Towards Understanding Temporal and Spatial Patterns of Molybdenum in the Critical Zone

Molybdenum (Mo) is a redox-sensitive element that has been used to constrain paleo-oxygen conditions in marine sediments and could potentially be used similarly in soils. Sedimentary Mo ultimately comes from the terrestrial weathering of rocks during soil development (pedogenesis), but the mechanisms controlling Mo loss and mobility in soils are not well known. Here we present Mo concentration data from soils and specific soil pools across two climatic gradients on the Hawaiian Islands, the Maui climate gradient (MCG) and the Kona climate gradient (KCG). The MCG is a well-established precipitation gradient that exhibits a decrease in soil Eh and Fe content and an increase in organic matter (OM) content with increasing rainfall. We expected to find lower Mo concentrations and lower Mo mobilization in highly reducing (greater rainfall) soils as a result of Fe reduction and near complete loss of Fe-oxyhydroxides. However, we observe higher weak acid leachable Mo concentrations at higher rainfall sites. Since high rainfall coincides with a loss of Fe by reductive dissolution and the accumulation of OM, suggesting a shift from Fe-oxyhydroxide control of Mo at low rainfall sites to predominately OM-control of Mo at high rainfall sites. Selective chemical extractions indicate that Mo concentrations are two orders of magnitude higher in the OM bound pool versus the Fe(Al) bound pool, corroborating the importance of Mo-OM interactions on overall soil Mo pools. We also find evidence for increasing Mo retention in wetter soils along the KCG, which may be a result of increasing OM and Fe and Al oxyhydroxide content. An alternate explanation is that higher rainfall contributes sufficiently greater marine-derived atmospheric input of Mo. The fact that there are consistent patterns with rainfall on both climate gradients illustrate the potential for Mo as a tracer of pedogenic and redox processes in soils and highlight the importance of constraining controls on Mo fluxes.

### List of tasks
(a) According to the molybdenum text, how much higher are Mo concentrations in the OM bound pool than in the Fe(Al) bound pool?
(b) Summarize the molybdenum text in three sentences.
The data entries after the molybdenum text are separate material.

Data entries
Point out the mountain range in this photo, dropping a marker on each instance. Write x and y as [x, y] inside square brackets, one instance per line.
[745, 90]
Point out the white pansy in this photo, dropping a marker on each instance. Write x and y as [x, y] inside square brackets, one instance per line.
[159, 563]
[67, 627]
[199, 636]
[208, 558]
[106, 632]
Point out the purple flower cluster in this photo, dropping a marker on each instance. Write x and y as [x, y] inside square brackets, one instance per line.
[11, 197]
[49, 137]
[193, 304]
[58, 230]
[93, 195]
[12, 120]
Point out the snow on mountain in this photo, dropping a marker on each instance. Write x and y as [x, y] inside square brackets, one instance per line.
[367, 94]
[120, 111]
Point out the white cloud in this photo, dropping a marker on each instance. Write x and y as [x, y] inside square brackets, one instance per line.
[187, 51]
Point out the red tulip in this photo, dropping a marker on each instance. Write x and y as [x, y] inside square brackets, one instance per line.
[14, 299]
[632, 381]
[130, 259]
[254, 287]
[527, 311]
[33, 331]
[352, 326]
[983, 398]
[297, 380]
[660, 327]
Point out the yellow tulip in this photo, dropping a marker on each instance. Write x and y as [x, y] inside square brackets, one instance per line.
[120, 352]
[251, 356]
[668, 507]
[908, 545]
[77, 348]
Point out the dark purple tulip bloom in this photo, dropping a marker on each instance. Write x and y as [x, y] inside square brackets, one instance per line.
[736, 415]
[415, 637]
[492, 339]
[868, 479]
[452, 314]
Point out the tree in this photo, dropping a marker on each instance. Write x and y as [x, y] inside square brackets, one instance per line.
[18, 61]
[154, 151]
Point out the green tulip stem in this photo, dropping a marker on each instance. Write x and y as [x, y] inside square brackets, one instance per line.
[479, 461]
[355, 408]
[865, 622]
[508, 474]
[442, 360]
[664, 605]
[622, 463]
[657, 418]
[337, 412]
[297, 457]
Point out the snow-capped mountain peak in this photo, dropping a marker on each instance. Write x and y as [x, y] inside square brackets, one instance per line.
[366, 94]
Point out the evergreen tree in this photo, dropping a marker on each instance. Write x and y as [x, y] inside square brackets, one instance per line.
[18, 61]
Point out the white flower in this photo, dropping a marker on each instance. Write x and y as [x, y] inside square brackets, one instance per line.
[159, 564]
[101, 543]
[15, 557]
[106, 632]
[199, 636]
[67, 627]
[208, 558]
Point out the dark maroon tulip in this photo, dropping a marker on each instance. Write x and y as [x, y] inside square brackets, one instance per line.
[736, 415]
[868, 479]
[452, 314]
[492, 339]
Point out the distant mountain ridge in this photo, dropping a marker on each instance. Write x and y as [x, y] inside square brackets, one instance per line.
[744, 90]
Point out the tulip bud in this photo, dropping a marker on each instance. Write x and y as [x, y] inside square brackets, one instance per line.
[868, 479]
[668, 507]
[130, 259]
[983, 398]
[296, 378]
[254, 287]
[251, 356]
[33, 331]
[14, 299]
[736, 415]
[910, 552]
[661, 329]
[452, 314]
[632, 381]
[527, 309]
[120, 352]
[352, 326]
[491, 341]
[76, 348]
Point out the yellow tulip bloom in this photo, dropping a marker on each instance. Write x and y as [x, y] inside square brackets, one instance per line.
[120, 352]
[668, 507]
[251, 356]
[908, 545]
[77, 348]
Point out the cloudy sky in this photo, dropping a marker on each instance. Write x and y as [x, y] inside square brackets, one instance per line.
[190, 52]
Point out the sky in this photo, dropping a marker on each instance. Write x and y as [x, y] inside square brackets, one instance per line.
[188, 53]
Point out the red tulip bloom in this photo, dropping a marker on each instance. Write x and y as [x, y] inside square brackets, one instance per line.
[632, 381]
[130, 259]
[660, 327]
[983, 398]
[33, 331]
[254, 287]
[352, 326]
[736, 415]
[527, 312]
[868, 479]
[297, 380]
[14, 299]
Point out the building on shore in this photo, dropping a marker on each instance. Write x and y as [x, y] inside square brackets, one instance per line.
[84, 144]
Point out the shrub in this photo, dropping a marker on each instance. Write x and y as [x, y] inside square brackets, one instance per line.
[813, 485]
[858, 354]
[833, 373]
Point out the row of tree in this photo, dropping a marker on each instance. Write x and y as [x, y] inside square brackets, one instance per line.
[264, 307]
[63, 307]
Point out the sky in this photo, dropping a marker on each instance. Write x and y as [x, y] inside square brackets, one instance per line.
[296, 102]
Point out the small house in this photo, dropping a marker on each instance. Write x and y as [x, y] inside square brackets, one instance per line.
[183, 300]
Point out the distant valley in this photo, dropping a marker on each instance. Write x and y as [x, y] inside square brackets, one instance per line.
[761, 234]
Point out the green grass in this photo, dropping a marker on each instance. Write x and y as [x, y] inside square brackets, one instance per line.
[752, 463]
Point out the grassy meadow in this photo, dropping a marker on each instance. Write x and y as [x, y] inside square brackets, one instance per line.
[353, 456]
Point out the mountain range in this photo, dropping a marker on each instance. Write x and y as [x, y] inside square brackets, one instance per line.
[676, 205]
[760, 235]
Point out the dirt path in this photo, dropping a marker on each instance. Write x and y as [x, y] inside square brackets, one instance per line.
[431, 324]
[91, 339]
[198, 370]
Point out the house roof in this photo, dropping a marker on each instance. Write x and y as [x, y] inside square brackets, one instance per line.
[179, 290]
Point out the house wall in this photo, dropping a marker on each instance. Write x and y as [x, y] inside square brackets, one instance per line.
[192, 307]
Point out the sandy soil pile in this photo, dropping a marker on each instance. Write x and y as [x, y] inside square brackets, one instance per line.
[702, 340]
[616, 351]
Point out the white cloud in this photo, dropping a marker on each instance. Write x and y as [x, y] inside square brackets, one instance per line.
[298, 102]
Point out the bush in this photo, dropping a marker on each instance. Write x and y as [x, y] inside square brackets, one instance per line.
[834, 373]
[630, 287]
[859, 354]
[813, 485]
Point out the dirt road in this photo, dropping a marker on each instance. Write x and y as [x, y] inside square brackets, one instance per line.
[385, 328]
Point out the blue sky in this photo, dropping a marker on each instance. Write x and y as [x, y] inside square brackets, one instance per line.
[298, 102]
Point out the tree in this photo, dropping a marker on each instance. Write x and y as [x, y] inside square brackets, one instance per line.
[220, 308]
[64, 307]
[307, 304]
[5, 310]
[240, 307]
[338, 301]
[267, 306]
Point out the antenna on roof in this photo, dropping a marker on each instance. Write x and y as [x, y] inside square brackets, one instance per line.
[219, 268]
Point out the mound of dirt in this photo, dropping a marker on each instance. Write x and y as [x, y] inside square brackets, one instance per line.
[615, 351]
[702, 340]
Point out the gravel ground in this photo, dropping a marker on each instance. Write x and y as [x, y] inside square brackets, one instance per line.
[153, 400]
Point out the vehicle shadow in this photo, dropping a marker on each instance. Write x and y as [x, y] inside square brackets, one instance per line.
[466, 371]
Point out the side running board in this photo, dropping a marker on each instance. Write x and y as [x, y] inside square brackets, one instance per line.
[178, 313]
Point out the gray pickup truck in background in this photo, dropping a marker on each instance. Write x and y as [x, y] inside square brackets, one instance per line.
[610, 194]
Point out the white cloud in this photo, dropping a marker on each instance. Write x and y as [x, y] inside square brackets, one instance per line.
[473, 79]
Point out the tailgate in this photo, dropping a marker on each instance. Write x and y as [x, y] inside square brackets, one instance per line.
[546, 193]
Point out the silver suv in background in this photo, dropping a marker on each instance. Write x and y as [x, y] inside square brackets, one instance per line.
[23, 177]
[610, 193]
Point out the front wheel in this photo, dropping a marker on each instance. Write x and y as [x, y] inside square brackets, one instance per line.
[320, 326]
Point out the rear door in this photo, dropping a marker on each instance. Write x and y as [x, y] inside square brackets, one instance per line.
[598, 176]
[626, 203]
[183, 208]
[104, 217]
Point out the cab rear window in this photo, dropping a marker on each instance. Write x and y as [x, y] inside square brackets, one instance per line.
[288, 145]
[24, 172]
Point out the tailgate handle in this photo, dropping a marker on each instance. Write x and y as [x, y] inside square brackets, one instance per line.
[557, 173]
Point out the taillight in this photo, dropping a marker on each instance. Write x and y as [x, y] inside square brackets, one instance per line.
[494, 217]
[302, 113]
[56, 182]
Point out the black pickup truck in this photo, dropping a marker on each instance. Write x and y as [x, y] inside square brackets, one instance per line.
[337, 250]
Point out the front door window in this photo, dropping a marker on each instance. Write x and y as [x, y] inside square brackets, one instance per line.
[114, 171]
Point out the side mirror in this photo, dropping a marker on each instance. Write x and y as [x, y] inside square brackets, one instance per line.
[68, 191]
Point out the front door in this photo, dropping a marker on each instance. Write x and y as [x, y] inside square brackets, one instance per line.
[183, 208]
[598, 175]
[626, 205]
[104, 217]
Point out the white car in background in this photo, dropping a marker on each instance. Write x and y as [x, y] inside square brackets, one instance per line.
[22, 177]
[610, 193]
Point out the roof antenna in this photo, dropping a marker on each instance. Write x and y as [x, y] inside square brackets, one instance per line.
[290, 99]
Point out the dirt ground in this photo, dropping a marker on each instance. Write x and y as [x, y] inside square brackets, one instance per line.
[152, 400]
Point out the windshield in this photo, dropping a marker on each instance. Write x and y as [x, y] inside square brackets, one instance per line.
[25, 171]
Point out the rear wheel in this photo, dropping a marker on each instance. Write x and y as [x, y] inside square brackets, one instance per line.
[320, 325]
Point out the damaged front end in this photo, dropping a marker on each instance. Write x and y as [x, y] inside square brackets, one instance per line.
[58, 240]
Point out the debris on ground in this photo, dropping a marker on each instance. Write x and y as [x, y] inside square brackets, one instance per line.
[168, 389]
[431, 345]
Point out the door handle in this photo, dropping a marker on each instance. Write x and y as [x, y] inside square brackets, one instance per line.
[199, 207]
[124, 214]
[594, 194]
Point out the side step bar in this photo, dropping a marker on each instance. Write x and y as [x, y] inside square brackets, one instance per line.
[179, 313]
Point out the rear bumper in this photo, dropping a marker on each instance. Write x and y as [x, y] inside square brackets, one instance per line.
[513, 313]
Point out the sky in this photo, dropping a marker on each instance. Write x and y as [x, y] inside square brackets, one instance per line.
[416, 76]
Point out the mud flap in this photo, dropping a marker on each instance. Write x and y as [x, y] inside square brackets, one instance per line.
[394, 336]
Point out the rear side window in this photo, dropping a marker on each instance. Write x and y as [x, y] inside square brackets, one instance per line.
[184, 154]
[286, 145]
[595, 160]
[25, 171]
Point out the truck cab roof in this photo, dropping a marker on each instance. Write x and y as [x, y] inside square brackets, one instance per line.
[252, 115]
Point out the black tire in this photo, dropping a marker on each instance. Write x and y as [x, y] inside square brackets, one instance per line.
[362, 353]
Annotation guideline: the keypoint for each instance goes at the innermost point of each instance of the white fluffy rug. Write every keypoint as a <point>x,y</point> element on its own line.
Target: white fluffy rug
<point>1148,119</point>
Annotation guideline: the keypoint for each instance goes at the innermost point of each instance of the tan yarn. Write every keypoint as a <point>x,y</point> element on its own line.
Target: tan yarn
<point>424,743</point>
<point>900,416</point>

### Answers
(a) They are two orders of magnitude higher.

(b) Mo concentration data are presented from soils and specific soil pools across two climatic gradients on the Hawaiian Islands, the Maui climate gradient and the Kona climate gradient. Contrary to the expectation of lower Mo in highly reducing soils, higher weak acid leachable Mo concentrations appear at higher rainfall sites, and selective extractions show Mo concentrations two orders of magnitude higher in the OM bound pool than in the Fe(Al) bound pool. Consistent rainfall patterns on both gradients illustrate the potential for Mo as a tracer of pedogenic and redox processes in soils.